**Source document**
-=-=-

NORTHFIELD,Ohio — The pandemic has been tough on those caring for people who have died from COVID-19.
Now, Gov. Mike DeWine is being urged by the Ohio Funeral Directors Association to include funeral home employees in the state’s COVID-19 vaccination plan.
Melissa Sullivan, the executive director of the Ohio Funeral Directors Association, said she is getting slammed with calls from tired funeral workers who want to get vaccinated as COVID deaths continue to mount.
“I spoke to a funeral home yesterday that has four employees, three were out. It was one director left to run the entire operations of the funeral home. So if families are having to postpone services, and funeral directors are just truly at the breaking point. They are exhausted,” Sullivan said.
Ferfolia Funeral Home Directors Mary Ferfolia Lansky and Donald Ferfolia Jr. said they have made changes to make sure people are safe during services.
Chairs are set up at least six feet apart as aunt and nephew funeral directors prepare for a socially distanced service.
“Pre-pandemic, each individual parlor would have 40 chairs set up in the parlor, whereas now you can see we have 10 chairs in each parlor that would accommodate 20 core people at any given time," said Mary Ferfolia Lansky.
"We’ve had to be very flexible and our families have been very flexible with arranging funerals, being that we’re only having one family in the building at a time.”
One of the ways things have changed at the funeral home is people can only enter the building through the front and exit through the back during services.
"We have chosen not to continue a traditional register book for our families because of sanitation purposes, so what we do is we have a sign-in card for our families. We ask that they sign their name and address, it’s placed in the plexiglass box and the pens are sanitized after each use.”
Mary Ferfolia Lansky and Don Ferfolia Jr. said this winter has been tough.
"We have had many, many COVID deaths, and unfortunately, we’ve had three families that have lost both their moms and dads,” said Ferfolia Lansky. "During this time, it isn’t all COVID, it definitely is a mixture that we are experiencing at this time, but at a pace that we have not been accustomed to.”
Donald Ferfolia said construction is underway to store bodies to keep up with demand.
It's something he thought would never have to happen.
"We never imagined that at this point that we would even be thinking about construction of this sort for the continued shelter of folks who have passed away. And a lot of it has to do with the numbers of families that are calling on us in a very short amount of time,” Donald Ferfolia said.
The directors of the nearly 100-year-old business hope they can get themselves and their staff vaccinated soon to keep providing their services and calm some nerves.
"We’re exposed on two fronts. Not only maybe the folks who have passed away as a result of COVID, but also with the families that we’re serving, and that is actually kind of a bigger scare for us because of the factor of the unknown," Donald Ferfolia Jr. said.

-=-=-

**Listed records**
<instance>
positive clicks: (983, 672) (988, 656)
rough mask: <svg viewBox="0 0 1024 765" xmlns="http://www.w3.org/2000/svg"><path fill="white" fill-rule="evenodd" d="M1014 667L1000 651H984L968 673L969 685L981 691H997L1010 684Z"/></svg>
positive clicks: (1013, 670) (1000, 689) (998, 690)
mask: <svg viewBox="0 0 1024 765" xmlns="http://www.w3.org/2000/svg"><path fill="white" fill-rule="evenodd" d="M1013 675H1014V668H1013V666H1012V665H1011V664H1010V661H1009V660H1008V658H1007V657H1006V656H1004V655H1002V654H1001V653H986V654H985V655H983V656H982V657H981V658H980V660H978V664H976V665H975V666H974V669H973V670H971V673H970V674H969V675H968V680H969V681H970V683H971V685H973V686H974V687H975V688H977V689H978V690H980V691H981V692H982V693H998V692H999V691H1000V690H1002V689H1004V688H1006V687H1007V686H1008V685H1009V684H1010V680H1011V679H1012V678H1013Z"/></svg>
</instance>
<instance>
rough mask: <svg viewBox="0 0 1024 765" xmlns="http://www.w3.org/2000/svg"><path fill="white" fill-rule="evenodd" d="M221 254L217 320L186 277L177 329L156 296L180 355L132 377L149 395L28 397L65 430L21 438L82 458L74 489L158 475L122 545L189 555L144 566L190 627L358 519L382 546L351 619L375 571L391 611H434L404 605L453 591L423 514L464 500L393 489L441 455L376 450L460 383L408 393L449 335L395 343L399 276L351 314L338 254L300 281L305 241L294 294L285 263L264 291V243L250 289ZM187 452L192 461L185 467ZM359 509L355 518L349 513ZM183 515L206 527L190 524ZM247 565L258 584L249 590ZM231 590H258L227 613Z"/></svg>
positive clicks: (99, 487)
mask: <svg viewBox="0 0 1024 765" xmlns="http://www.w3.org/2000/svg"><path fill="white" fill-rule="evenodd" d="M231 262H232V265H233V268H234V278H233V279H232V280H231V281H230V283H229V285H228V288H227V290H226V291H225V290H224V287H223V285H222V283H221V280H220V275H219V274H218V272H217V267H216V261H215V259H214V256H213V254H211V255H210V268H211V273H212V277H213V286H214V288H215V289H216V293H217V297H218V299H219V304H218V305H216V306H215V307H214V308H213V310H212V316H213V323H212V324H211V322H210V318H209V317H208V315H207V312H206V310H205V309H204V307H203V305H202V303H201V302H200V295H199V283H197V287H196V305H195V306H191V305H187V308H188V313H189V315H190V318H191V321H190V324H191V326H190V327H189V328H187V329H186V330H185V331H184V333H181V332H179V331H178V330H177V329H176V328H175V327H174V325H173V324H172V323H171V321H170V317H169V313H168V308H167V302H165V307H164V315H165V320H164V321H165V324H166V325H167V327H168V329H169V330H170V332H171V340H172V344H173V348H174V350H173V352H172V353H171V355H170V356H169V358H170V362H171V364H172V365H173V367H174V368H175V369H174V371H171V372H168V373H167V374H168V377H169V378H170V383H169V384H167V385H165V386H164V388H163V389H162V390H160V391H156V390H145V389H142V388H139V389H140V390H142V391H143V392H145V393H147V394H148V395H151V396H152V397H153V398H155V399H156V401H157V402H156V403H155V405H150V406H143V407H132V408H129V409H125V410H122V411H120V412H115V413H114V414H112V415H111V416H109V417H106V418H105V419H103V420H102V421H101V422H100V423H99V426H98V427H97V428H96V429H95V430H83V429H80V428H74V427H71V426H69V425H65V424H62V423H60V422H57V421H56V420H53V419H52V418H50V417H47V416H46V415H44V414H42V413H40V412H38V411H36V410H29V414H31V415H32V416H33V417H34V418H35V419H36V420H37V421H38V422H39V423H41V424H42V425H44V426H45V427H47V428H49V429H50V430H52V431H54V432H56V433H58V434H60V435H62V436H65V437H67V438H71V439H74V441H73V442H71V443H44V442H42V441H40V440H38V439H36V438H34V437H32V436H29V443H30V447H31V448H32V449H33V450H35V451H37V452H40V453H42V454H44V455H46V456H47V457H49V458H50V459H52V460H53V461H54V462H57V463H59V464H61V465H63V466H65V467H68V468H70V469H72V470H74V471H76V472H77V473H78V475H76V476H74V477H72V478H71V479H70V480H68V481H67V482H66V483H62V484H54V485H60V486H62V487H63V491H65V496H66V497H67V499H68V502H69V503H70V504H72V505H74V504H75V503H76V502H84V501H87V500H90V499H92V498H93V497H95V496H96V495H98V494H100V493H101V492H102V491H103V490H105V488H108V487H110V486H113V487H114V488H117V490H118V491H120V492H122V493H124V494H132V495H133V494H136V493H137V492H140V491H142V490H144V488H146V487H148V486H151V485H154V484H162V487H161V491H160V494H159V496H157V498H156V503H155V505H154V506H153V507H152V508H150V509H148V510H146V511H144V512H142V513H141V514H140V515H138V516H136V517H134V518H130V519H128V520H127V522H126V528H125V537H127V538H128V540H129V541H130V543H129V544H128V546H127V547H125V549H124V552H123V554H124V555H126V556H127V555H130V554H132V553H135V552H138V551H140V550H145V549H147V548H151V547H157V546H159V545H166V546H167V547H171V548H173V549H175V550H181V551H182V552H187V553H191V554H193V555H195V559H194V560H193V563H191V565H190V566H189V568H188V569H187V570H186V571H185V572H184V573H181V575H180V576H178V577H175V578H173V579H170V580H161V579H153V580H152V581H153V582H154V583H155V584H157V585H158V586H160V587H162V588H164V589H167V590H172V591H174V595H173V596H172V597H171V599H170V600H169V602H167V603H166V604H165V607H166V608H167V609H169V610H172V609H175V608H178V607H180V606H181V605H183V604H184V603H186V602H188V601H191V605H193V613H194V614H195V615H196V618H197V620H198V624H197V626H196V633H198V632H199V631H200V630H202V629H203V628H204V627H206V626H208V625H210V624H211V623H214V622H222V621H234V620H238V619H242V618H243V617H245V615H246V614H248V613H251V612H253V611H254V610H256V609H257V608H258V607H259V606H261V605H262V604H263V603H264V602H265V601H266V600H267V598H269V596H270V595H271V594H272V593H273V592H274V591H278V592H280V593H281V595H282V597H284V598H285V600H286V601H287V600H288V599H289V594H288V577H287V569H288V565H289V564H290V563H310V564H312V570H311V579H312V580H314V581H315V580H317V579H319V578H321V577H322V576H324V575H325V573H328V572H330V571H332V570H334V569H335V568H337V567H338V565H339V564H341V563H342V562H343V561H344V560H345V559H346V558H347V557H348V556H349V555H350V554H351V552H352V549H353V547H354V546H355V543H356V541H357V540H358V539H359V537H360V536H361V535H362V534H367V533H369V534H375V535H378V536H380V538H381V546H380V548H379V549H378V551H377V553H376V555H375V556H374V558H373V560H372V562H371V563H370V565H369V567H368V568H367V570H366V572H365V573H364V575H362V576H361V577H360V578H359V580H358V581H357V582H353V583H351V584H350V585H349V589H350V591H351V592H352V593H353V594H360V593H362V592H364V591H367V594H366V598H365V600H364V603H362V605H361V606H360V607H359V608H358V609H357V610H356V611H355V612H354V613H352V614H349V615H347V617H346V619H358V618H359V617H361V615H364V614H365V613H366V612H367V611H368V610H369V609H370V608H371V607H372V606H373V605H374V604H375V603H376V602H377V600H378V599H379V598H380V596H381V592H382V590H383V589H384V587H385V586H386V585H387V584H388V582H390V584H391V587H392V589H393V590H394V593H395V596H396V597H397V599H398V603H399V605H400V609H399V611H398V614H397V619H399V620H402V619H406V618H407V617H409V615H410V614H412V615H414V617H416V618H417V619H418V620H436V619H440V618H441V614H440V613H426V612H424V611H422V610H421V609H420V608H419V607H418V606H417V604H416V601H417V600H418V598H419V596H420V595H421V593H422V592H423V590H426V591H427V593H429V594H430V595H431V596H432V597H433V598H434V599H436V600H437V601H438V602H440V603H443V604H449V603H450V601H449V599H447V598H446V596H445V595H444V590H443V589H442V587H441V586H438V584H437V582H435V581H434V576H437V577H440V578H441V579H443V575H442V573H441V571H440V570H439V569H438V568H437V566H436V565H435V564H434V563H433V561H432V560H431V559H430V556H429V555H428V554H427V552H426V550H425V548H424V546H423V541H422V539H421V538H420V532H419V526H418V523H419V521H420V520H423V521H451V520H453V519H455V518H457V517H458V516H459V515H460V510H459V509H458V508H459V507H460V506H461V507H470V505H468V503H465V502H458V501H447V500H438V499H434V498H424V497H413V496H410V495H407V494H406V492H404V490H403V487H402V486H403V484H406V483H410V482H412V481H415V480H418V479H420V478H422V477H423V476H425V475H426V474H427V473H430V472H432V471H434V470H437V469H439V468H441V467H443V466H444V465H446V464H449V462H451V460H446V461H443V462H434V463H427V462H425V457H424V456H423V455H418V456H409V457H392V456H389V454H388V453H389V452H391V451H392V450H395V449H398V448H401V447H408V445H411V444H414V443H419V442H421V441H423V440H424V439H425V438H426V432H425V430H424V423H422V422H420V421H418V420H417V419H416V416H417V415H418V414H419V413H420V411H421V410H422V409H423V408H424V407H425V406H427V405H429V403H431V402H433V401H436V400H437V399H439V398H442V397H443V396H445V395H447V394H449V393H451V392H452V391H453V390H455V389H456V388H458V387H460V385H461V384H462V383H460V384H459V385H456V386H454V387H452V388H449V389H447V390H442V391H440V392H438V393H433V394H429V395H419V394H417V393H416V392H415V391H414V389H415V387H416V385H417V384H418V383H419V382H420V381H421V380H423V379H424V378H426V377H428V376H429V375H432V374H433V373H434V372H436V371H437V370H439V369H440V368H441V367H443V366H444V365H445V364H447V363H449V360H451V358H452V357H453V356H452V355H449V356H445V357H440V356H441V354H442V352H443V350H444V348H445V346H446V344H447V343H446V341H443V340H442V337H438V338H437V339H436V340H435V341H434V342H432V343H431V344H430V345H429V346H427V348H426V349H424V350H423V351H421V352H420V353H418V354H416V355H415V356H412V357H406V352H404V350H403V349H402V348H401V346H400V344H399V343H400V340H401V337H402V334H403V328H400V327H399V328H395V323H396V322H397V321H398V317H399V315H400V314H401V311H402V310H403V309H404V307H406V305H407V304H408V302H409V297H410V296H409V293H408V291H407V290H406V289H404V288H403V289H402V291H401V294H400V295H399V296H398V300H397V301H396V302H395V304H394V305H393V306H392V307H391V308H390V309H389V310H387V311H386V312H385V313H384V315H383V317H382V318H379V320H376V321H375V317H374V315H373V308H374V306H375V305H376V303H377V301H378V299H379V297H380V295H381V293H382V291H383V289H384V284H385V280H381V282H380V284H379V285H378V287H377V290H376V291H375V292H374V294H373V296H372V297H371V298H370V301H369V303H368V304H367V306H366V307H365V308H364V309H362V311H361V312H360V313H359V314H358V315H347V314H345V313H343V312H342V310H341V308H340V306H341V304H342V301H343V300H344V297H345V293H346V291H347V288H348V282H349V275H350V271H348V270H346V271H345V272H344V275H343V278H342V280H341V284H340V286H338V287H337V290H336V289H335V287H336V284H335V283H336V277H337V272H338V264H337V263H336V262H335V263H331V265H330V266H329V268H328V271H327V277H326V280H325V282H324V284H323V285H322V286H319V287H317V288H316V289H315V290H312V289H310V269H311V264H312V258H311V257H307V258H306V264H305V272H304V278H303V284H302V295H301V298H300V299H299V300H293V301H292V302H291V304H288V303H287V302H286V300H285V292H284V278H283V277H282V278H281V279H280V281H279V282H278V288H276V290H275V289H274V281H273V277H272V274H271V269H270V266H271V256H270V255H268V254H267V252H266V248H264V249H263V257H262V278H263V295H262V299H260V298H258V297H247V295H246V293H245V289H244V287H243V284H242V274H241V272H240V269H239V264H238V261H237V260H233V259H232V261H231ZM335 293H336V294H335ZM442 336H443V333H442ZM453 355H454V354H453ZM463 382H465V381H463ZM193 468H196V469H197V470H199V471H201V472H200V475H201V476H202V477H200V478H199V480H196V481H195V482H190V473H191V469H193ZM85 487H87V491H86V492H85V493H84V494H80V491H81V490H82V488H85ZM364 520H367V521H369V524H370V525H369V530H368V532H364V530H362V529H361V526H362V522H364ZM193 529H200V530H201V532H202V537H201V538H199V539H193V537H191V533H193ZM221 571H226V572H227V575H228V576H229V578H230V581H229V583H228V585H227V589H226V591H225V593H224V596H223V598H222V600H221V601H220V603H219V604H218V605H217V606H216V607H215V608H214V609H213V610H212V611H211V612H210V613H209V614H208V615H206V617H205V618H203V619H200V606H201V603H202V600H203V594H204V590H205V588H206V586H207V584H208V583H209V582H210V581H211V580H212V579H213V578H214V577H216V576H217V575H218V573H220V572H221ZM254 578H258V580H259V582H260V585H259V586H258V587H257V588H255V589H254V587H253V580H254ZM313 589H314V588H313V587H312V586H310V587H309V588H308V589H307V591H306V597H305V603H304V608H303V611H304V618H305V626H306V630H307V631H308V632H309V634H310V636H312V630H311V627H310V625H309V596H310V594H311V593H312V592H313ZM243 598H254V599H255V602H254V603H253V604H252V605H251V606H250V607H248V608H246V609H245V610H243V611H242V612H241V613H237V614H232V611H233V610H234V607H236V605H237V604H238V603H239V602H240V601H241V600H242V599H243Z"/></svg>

-=-=-

**Apply what you read**
1: Do these statements agree with the funeral home article? Answer yes or no for each, and quote the words from the article that decide it.
(a) Each parlor is now set up with 10 chairs.
(b) The funeral home still uses a traditional register book.
(c) The business is about 50 years old.
2: Can you reproduce the funeral home article word for word from "Ferfolia Funeral Home" to "Mary Ferfolia Lansky."?

**Answer list**
1:
(a) Yes: "now you can see we have 10 chairs in each parlor"
(b) No: "We have chosen not to continue a traditional register book for our families"
(c) No: "the nearly 100-year-old business"

2:
Ferfolia Funeral Home Directors Mary Ferfolia Lansky and Donald Ferfolia Jr. said they have made changes to make sure people are safe during services.
Chairs are set up at least six feet apart as aunt and nephew funeral directors prepare for a socially distanced service.
“Pre-pandemic, each individual parlor would have 40 chairs set up in the parlor, whereas now you can see we have 10 chairs in each parlor that would accommodate 20 core people at any given time," said Mary Ferfolia Lansky.